Items stored from a collection
****
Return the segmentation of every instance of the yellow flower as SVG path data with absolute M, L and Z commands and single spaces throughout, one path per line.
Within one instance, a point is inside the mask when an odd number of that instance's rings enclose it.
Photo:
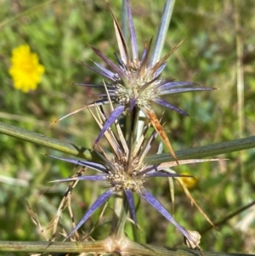
M 8 72 L 14 88 L 24 93 L 35 90 L 44 73 L 44 66 L 39 64 L 37 54 L 31 52 L 29 45 L 20 45 L 13 49 L 11 63 Z
M 189 173 L 184 173 L 182 174 L 190 175 Z M 188 189 L 193 189 L 197 185 L 197 179 L 195 177 L 180 177 L 184 184 Z

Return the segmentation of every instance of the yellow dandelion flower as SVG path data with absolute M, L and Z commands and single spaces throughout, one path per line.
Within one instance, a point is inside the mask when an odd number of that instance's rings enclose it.
M 190 175 L 190 174 L 189 173 L 184 173 L 182 174 Z M 193 189 L 194 187 L 196 187 L 198 182 L 197 179 L 195 177 L 180 177 L 180 179 L 188 189 Z
M 31 52 L 29 45 L 20 45 L 13 49 L 11 63 L 8 72 L 14 88 L 24 93 L 35 90 L 44 73 L 44 66 L 39 64 L 38 55 Z

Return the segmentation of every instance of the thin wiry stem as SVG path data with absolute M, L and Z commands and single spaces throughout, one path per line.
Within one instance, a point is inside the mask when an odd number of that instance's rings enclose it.
M 150 65 L 152 66 L 159 60 L 165 43 L 168 26 L 170 24 L 172 13 L 173 10 L 175 0 L 167 0 L 163 10 L 163 14 L 161 20 L 160 28 L 158 30 L 156 43 L 151 55 Z
M 56 139 L 48 138 L 45 135 L 6 124 L 2 122 L 0 122 L 0 133 L 86 160 L 100 161 L 99 156 L 91 149 L 71 144 L 70 142 L 64 142 Z M 255 148 L 255 136 L 176 151 L 175 155 L 178 160 L 203 158 L 251 148 Z M 164 153 L 145 157 L 144 162 L 150 164 L 156 164 L 163 162 L 170 162 L 173 161 L 173 156 L 171 156 L 169 153 Z
M 240 19 L 240 1 L 235 0 L 235 43 L 236 43 L 236 87 L 237 87 L 237 113 L 238 113 L 238 134 L 239 138 L 243 137 L 245 117 L 244 117 L 244 71 L 243 71 L 243 40 L 241 36 L 241 25 Z M 243 202 L 245 198 L 244 191 L 244 155 L 240 155 L 240 196 L 239 199 Z

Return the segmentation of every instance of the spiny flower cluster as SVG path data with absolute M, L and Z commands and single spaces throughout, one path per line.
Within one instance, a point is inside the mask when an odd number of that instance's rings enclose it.
M 104 118 L 105 114 L 96 106 L 98 113 L 100 115 L 100 118 Z M 99 119 L 92 113 L 94 118 L 96 120 L 101 127 L 105 119 Z M 156 138 L 157 134 L 154 131 L 149 139 L 145 139 L 149 127 L 145 128 L 139 140 L 135 145 L 133 150 L 129 150 L 124 135 L 117 122 L 115 122 L 117 134 L 115 134 L 110 128 L 108 128 L 105 133 L 109 145 L 110 145 L 112 155 L 107 154 L 104 151 L 95 151 L 101 161 L 92 162 L 77 160 L 72 158 L 64 158 L 50 156 L 54 158 L 57 158 L 61 161 L 71 162 L 82 167 L 87 167 L 91 169 L 96 170 L 99 173 L 99 175 L 85 175 L 79 177 L 72 177 L 67 179 L 61 179 L 54 180 L 54 182 L 66 182 L 73 180 L 105 180 L 108 183 L 109 190 L 103 193 L 88 210 L 80 222 L 76 225 L 75 229 L 68 235 L 68 237 L 71 236 L 94 213 L 94 212 L 109 197 L 119 191 L 123 191 L 126 196 L 132 218 L 135 224 L 137 224 L 135 206 L 133 202 L 133 193 L 136 193 L 141 198 L 145 200 L 150 205 L 152 205 L 157 211 L 159 211 L 167 219 L 168 219 L 178 230 L 179 230 L 184 237 L 193 242 L 192 237 L 189 235 L 188 230 L 180 226 L 172 215 L 166 210 L 163 205 L 149 191 L 144 188 L 144 183 L 146 179 L 154 177 L 190 177 L 190 175 L 178 174 L 174 172 L 166 172 L 165 170 L 178 165 L 175 161 L 162 162 L 156 165 L 146 165 L 144 163 L 144 158 L 149 152 L 151 144 Z M 201 159 L 190 159 L 178 161 L 178 164 L 187 164 L 194 162 L 201 162 L 212 160 L 201 160 Z M 212 160 L 213 161 L 213 160 Z
M 95 143 L 99 142 L 106 129 L 127 109 L 129 111 L 129 112 L 131 112 L 134 107 L 138 107 L 150 119 L 150 122 L 153 125 L 154 128 L 157 131 L 158 134 L 167 146 L 169 152 L 175 158 L 175 160 L 177 160 L 170 141 L 165 134 L 158 118 L 156 117 L 156 115 L 151 106 L 151 103 L 157 103 L 168 109 L 176 111 L 180 114 L 188 116 L 185 111 L 163 100 L 162 96 L 165 94 L 179 94 L 184 92 L 212 90 L 213 88 L 201 87 L 190 82 L 174 82 L 173 80 L 165 80 L 162 78 L 161 73 L 167 65 L 168 58 L 180 43 L 159 61 L 156 63 L 152 63 L 151 58 L 150 58 L 152 43 L 152 40 L 150 40 L 149 43 L 144 44 L 142 55 L 139 60 L 136 33 L 128 1 L 127 1 L 127 9 L 129 22 L 132 54 L 128 50 L 124 36 L 110 7 L 109 7 L 109 9 L 113 18 L 114 27 L 120 52 L 120 57 L 117 54 L 115 54 L 117 64 L 115 64 L 107 57 L 105 57 L 99 50 L 92 47 L 92 49 L 94 51 L 94 53 L 110 66 L 110 70 L 108 70 L 95 62 L 94 63 L 96 67 L 88 65 L 85 63 L 83 63 L 83 65 L 103 76 L 109 82 L 104 85 L 76 83 L 85 87 L 93 87 L 103 90 L 102 93 L 96 94 L 96 96 L 99 97 L 100 99 L 95 103 L 88 105 L 88 107 L 94 105 L 94 104 L 105 105 L 109 103 L 107 94 L 109 94 L 110 100 L 117 104 L 115 110 L 109 117 L 107 122 L 102 128 Z M 105 86 L 107 88 L 107 93 L 105 92 Z
M 14 79 L 14 88 L 27 93 L 35 90 L 44 73 L 44 66 L 39 64 L 38 56 L 31 53 L 29 45 L 14 48 L 9 74 Z
M 152 45 L 152 40 L 150 40 L 144 44 L 143 53 L 139 59 L 136 34 L 128 0 L 126 1 L 126 3 L 132 54 L 129 53 L 128 44 L 120 29 L 120 26 L 116 21 L 111 9 L 109 7 L 113 19 L 119 48 L 120 56 L 116 54 L 117 64 L 115 64 L 106 58 L 100 51 L 92 47 L 94 53 L 108 65 L 110 70 L 95 62 L 94 62 L 95 67 L 88 65 L 85 63 L 83 63 L 83 65 L 106 78 L 107 82 L 103 82 L 103 84 L 101 85 L 78 83 L 79 85 L 96 88 L 102 90 L 96 94 L 96 96 L 99 97 L 98 100 L 84 107 L 90 110 L 90 107 L 94 106 L 98 113 L 98 117 L 96 117 L 91 112 L 100 128 L 100 132 L 95 140 L 94 146 L 94 152 L 97 153 L 100 160 L 99 162 L 92 162 L 51 156 L 59 160 L 89 168 L 99 173 L 98 175 L 84 175 L 62 179 L 55 181 L 103 180 L 108 184 L 109 187 L 109 189 L 93 203 L 74 230 L 68 235 L 68 237 L 72 236 L 110 196 L 122 191 L 124 198 L 128 202 L 130 213 L 135 224 L 137 224 L 137 219 L 133 197 L 133 193 L 145 200 L 160 212 L 183 234 L 186 243 L 190 244 L 190 247 L 196 247 L 198 245 L 198 242 L 192 237 L 191 231 L 180 226 L 166 210 L 163 205 L 145 189 L 144 185 L 146 179 L 149 178 L 189 176 L 167 171 L 169 168 L 176 166 L 177 164 L 181 165 L 212 160 L 190 159 L 177 162 L 170 141 L 152 108 L 151 103 L 157 103 L 187 116 L 188 114 L 184 111 L 163 100 L 162 96 L 184 92 L 212 90 L 213 88 L 201 87 L 194 82 L 174 82 L 173 80 L 165 80 L 161 77 L 161 73 L 164 70 L 169 56 L 178 45 L 162 59 L 153 63 L 151 60 L 153 58 L 150 56 Z M 106 117 L 102 105 L 108 103 L 110 107 L 110 113 L 109 117 Z M 116 104 L 116 105 L 113 107 L 113 104 Z M 127 134 L 123 134 L 122 128 L 118 124 L 119 117 L 123 114 L 126 110 L 128 110 L 131 113 L 130 115 L 126 116 L 126 118 L 129 118 L 128 119 L 128 122 L 131 127 L 128 136 L 126 136 Z M 138 133 L 136 133 L 135 130 L 138 127 L 137 115 L 139 111 L 143 111 L 145 117 L 148 117 L 149 124 L 143 128 L 141 135 L 137 138 Z M 77 111 L 75 112 L 76 111 Z M 73 113 L 74 112 L 71 114 Z M 116 129 L 111 129 L 112 125 L 116 126 Z M 149 126 L 150 125 L 153 126 L 154 130 L 150 135 L 148 135 Z M 113 132 L 113 130 L 116 130 L 116 132 Z M 167 145 L 175 161 L 162 162 L 156 165 L 146 165 L 144 162 L 144 156 L 149 152 L 151 144 L 157 135 L 159 135 Z M 111 154 L 102 150 L 98 145 L 103 136 L 105 137 L 110 146 Z M 128 138 L 128 139 L 125 138 Z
****
| PROBLEM TO SOLVE |
Find each line in the entries above that contains the word "yellow", and copy those lines out.

| CORRECT RESPONSE |
Return the segmentation of every instance of the yellow flower as SVG path data with absolute M, L and Z commands and single spaces throughout, one path per line.
Return the segmentation of every instance of the yellow dandelion flower as SVG path data with absolute M, L and Z commands and single spaces throughout, one path per line.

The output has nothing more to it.